So I guess that brings me to the question I asked in 07/27 -- is the
presence of ensure_full_index() a note that the code needs to be later
audited and tweaked to work with sparse-indexes?  If so, then good,
this series may make sense.  However, will that always be the case?
If we think some of these will be left in the code, is there a plan to
annotate each one that has been audited and determined that it needs
to stay?  If not, then each ensure_full_index() might or might not
have been audited for correctness and it becomes a pain to know what's
left to fix.  If the plan is that these are to be audited, and to be
marked if they are truly deemed necessary, then the series makes sense
to me.  If not, then I'm confused about something with the series and
need some help with the goals and plans.

If I'm confused about the goals and the plans, then my reviews will
probably be less than helpful, so I'll suspend reading the series
until I understand the plan a little better.

▸ **Stored records**
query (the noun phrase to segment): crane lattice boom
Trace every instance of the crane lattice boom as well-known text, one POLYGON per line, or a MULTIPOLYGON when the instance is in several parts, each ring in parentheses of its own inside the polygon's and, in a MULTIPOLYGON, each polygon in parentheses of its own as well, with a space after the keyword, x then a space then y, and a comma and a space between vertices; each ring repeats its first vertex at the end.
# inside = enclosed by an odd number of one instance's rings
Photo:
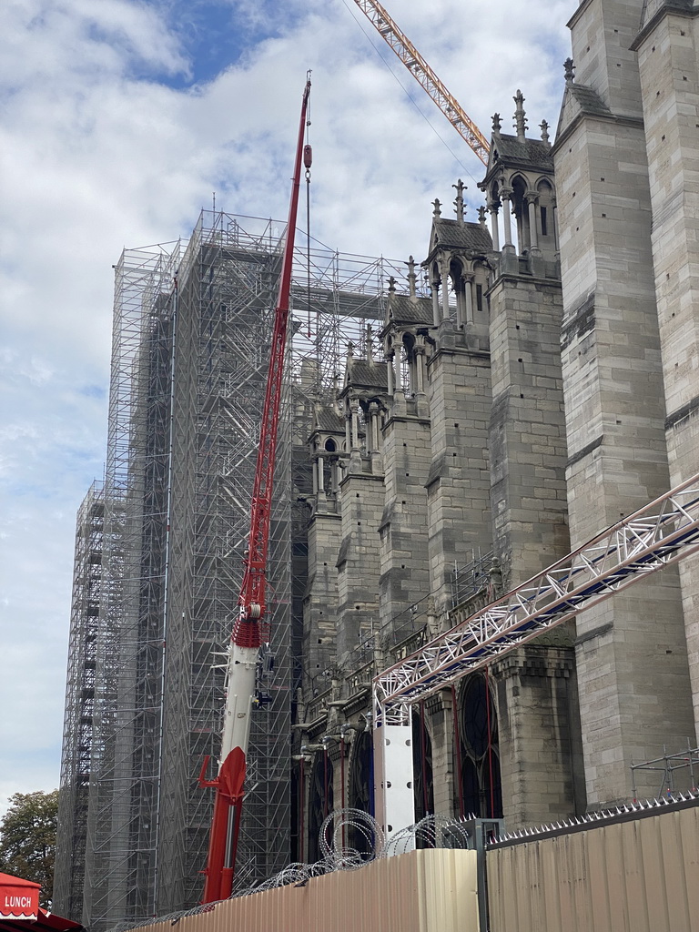
POLYGON ((699 473, 380 673, 377 721, 698 551, 699 473))
POLYGON ((401 32, 386 9, 380 3, 377 3, 377 0, 355 0, 355 3, 376 26, 413 77, 419 81, 457 132, 466 140, 481 161, 487 164, 487 154, 490 151, 487 140, 465 113, 456 97, 450 94, 440 81, 410 39, 401 32))

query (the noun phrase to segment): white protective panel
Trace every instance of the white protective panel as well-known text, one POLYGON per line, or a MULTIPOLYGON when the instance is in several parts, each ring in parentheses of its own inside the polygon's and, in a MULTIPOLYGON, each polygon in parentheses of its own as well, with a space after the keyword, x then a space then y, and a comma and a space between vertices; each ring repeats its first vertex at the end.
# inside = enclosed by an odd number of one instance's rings
MULTIPOLYGON (((374 729, 374 800, 376 818, 390 841, 401 829, 415 823, 413 730, 411 716, 404 724, 377 723, 374 729)), ((401 852, 415 847, 415 840, 401 852)))

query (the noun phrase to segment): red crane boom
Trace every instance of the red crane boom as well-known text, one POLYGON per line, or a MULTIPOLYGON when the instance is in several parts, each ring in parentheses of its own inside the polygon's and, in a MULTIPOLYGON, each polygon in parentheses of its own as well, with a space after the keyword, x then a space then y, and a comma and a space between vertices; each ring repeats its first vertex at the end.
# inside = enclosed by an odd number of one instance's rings
POLYGON ((221 738, 218 776, 206 779, 207 758, 199 774, 199 785, 213 787, 213 805, 209 857, 204 871, 203 903, 212 903, 230 896, 236 862, 238 833, 245 781, 245 758, 250 735, 250 716, 255 690, 257 652, 260 647, 260 622, 265 616, 267 557, 269 542, 269 518, 274 484, 281 380, 284 370, 289 295, 291 293, 294 240, 296 230, 298 192, 301 167, 310 168, 310 146, 304 146, 304 130, 308 113, 310 79, 307 79, 301 104, 296 157, 294 166, 289 220, 281 258, 279 297, 274 315, 272 346, 267 370, 265 406, 262 414, 260 443, 257 449, 254 486, 251 507, 250 539, 245 556, 238 617, 227 653, 226 707, 221 738))

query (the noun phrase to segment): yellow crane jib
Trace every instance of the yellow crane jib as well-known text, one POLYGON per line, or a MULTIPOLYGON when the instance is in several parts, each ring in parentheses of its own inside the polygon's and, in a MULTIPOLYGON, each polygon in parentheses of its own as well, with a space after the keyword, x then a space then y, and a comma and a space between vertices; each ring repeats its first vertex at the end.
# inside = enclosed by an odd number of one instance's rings
POLYGON ((401 32, 386 8, 377 0, 354 0, 354 2, 388 42, 413 77, 419 81, 457 132, 468 143, 484 165, 487 165, 490 151, 487 140, 456 97, 450 94, 440 81, 410 39, 401 32))

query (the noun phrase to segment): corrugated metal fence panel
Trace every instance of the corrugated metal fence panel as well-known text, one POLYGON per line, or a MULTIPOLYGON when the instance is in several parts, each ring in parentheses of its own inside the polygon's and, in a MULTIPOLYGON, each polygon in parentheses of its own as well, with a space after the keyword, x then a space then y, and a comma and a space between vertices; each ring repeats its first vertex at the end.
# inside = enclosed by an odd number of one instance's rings
POLYGON ((143 932, 478 932, 474 851, 411 851, 143 932))
POLYGON ((699 808, 490 850, 491 932, 699 932, 699 808))

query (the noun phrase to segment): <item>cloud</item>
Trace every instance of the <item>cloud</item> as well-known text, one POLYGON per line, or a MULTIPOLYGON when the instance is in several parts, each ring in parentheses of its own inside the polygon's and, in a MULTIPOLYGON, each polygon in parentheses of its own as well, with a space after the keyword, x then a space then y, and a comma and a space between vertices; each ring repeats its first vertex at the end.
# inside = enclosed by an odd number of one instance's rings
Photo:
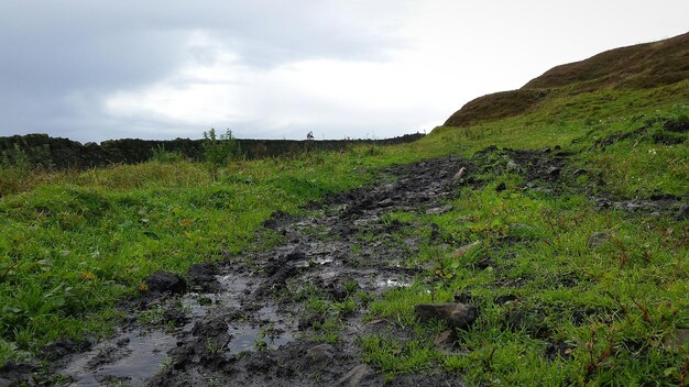
POLYGON ((553 65, 686 32, 689 3, 658 1, 2 1, 0 135, 429 130, 553 65))

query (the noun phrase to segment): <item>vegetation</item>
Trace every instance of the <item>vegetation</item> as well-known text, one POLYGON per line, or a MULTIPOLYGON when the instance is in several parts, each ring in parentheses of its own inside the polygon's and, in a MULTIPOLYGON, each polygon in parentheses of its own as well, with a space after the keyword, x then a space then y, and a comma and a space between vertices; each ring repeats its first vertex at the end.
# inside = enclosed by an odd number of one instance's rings
POLYGON ((687 383, 689 346, 667 338, 689 328, 689 221, 593 201, 686 197, 687 96, 687 80, 551 96, 523 114, 438 128, 413 144, 291 159, 238 159, 231 133, 216 137, 211 130, 208 164, 164 150, 149 163, 83 172, 6 162, 0 364, 61 338, 107 334, 116 302, 156 269, 185 273, 194 263, 266 247, 275 239, 256 232, 273 211, 298 213, 310 200, 372 181, 383 166, 455 154, 490 157, 478 164, 483 184, 463 188, 450 212, 390 215, 423 234, 406 265, 429 269, 374 300, 353 288, 341 302, 305 295, 308 312, 328 317, 321 341, 337 342, 338 316, 365 308, 370 319, 416 332, 413 340, 371 335, 359 343, 364 361, 387 375, 441 369, 475 385, 687 383), (482 156, 490 145, 497 152, 482 156), (550 192, 524 185, 525 172, 508 167, 504 150, 546 146, 569 155, 550 192), (431 243, 431 223, 446 247, 431 243), (592 241, 597 233, 604 237, 592 241), (451 254, 475 241, 464 255, 451 254), (422 323, 413 311, 456 297, 481 313, 457 332, 461 351, 447 353, 434 345, 444 327, 422 323))

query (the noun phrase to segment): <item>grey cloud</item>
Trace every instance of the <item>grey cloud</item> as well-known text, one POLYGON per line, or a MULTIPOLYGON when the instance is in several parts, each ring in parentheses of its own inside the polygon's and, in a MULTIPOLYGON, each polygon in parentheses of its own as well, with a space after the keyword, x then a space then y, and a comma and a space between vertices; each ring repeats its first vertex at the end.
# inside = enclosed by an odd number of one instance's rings
MULTIPOLYGON (((214 60, 192 47, 204 31, 245 66, 307 58, 382 60, 401 1, 379 2, 376 19, 354 18, 367 2, 337 1, 3 1, 0 2, 0 134, 52 131, 112 133, 103 96, 165 79, 184 64, 214 60), (353 5, 352 5, 353 4, 353 5), (356 12, 354 12, 356 13, 356 12)), ((368 14, 363 12, 363 14, 368 14)), ((168 124, 152 118, 160 128, 168 124)), ((156 126, 146 123, 144 126, 156 126)), ((102 137, 102 135, 98 135, 102 137)))

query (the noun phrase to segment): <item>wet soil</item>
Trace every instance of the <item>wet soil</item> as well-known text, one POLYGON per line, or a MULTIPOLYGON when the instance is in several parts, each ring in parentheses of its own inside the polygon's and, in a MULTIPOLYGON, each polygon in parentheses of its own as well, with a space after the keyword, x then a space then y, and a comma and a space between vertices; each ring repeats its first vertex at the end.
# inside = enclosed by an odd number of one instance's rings
MULTIPOLYGON (((55 373, 72 386, 462 385, 457 375, 434 372, 384 380, 362 364, 358 340, 363 335, 404 339, 414 332, 385 320, 367 322, 361 295, 375 299, 407 286, 423 268, 406 258, 424 241, 445 243, 433 226, 390 221, 386 214, 449 211, 447 201, 464 186, 483 186, 489 181, 481 176, 501 169, 525 176, 524 189, 559 195, 568 177, 581 173, 568 169, 568 156, 557 148, 489 147, 472 159, 387 168, 376 184, 310 203, 302 217, 276 212, 262 232, 282 235, 281 245, 194 265, 184 286, 174 276, 155 274, 150 291, 123 306, 131 318, 117 334, 65 356, 55 363, 55 373), (315 298, 357 301, 347 310, 319 310, 315 298), (335 328, 328 325, 333 319, 335 328), (328 338, 332 331, 338 340, 328 338)), ((653 211, 686 204, 682 198, 649 200, 653 211)), ((505 324, 517 327, 523 320, 515 312, 505 324)), ((540 333, 547 335, 547 329, 540 333)), ((70 350, 59 355, 65 351, 70 350)), ((561 355, 567 347, 555 343, 549 351, 561 355)))
MULTIPOLYGON (((309 204, 306 217, 274 213, 264 228, 283 235, 283 245, 193 266, 183 296, 166 296, 156 285, 153 296, 138 301, 144 311, 136 313, 156 313, 157 325, 132 321, 66 360, 59 373, 74 386, 384 384, 361 363, 357 345, 380 327, 367 325, 357 305, 335 312, 339 340, 324 339, 333 311, 315 311, 309 297, 342 302, 354 294, 375 298, 407 286, 420 269, 404 261, 424 235, 413 224, 385 221, 385 214, 449 210, 445 200, 466 184, 453 179, 461 167, 472 169, 455 157, 396 166, 383 170, 376 185, 309 204)), ((162 277, 156 274, 152 284, 162 277)), ((412 386, 422 379, 428 386, 461 385, 458 376, 444 374, 402 375, 387 383, 412 386)))

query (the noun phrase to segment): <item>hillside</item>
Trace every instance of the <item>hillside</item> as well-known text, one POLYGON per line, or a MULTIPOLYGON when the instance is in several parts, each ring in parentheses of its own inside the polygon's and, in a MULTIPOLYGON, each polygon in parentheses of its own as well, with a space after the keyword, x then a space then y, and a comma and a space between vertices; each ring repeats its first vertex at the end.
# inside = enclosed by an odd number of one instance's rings
POLYGON ((446 122, 466 126, 521 114, 559 96, 610 89, 648 89, 689 78, 689 33, 665 41, 610 49, 588 59, 556 66, 518 90, 479 97, 446 122))
POLYGON ((687 386, 689 76, 654 78, 686 55, 670 41, 413 143, 66 170, 17 152, 0 386, 687 386))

▸ **What you should do**
Reproduce the part of the sparse-index review message that starts with the words "So I guess that" and ends after "be the case?".

▸ **In response**
So I guess that brings me to the question I asked in 07/27 -- is the
presence of ensure_full_index() a note that the code needs to be later
audited and tweaked to work with sparse-indexes?  If so, then good,
this series may make sense.  However, will that always be the case?